PROBLEM DESCRIPTION | Scan the entries below and extract each line with the word "gray" in it.

RECORDS |

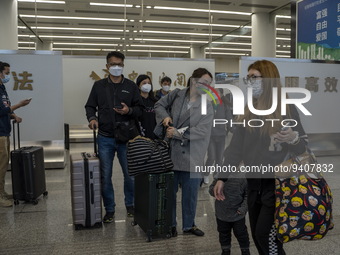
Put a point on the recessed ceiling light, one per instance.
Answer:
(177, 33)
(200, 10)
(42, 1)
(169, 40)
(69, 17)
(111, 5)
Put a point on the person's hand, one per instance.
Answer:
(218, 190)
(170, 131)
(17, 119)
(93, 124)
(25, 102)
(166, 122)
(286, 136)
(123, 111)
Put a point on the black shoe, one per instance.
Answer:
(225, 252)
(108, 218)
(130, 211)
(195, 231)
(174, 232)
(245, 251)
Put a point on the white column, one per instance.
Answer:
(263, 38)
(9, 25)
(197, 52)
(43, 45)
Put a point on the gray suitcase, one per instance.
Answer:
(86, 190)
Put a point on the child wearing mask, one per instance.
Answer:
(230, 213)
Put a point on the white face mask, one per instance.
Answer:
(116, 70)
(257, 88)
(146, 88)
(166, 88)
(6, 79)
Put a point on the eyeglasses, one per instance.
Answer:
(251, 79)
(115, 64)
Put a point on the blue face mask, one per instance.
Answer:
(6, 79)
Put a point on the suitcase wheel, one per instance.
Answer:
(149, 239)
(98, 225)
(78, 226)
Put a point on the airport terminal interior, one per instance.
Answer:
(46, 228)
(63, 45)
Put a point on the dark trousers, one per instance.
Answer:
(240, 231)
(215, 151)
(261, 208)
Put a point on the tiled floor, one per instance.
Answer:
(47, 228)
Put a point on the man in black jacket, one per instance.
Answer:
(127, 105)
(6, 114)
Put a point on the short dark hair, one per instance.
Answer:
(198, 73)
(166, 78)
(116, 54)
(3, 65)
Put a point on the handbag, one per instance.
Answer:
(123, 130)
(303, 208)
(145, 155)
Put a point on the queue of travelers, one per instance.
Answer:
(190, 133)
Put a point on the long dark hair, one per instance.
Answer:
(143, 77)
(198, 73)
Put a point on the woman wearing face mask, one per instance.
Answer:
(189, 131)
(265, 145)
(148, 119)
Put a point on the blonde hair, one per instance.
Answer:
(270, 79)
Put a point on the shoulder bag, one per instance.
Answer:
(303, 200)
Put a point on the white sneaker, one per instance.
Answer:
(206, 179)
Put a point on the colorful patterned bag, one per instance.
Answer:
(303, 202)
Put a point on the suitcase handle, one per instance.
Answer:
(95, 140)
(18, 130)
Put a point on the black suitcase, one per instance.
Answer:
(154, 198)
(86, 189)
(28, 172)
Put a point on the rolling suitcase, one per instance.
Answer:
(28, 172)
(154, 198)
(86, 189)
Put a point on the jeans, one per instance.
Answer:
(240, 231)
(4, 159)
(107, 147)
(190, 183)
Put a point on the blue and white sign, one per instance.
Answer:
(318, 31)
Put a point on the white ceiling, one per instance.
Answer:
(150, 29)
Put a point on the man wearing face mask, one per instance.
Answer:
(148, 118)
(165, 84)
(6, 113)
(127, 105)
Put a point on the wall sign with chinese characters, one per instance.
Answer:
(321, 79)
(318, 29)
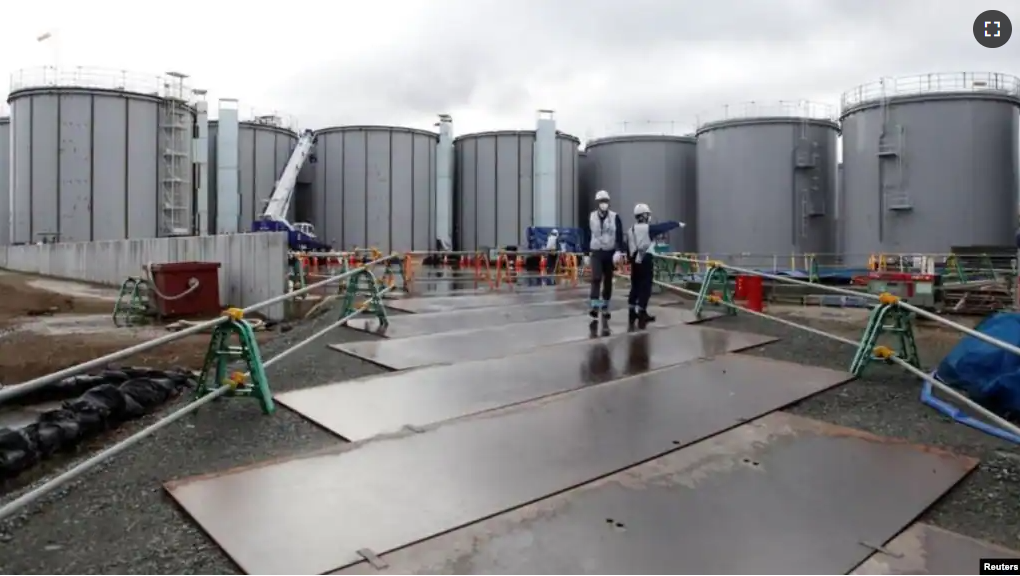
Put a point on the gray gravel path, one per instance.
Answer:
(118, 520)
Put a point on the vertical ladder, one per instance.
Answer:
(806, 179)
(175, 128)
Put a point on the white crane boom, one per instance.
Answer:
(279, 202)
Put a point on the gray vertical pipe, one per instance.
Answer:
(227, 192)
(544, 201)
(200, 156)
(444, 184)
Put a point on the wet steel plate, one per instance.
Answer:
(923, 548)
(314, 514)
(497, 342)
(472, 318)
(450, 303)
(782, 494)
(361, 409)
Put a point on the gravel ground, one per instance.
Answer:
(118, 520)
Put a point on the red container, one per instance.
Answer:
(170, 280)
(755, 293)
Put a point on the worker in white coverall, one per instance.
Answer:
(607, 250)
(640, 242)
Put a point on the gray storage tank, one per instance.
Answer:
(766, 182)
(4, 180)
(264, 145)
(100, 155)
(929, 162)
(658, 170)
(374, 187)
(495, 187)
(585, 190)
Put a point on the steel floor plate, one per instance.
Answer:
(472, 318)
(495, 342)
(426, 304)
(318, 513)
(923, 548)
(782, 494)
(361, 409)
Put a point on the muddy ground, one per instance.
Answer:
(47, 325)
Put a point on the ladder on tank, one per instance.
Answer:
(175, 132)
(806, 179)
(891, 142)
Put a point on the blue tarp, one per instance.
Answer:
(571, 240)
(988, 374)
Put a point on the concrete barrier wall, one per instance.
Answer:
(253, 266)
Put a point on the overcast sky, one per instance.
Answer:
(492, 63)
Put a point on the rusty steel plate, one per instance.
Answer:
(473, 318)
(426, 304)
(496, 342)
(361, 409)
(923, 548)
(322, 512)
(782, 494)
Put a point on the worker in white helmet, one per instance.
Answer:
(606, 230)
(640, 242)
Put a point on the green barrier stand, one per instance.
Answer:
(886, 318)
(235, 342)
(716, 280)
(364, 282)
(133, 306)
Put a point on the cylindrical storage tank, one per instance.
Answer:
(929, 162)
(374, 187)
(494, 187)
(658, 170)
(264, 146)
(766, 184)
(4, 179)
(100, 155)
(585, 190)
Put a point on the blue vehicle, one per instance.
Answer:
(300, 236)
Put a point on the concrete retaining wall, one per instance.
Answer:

RESPONSE BELOW |
Put a point on the gray suitcase, one per instance.
Put a point on the gray gravel path, one per instance.
Put a point on the gray vertical pipe, one per instance.
Put a point on the gray storage tank, one per instance.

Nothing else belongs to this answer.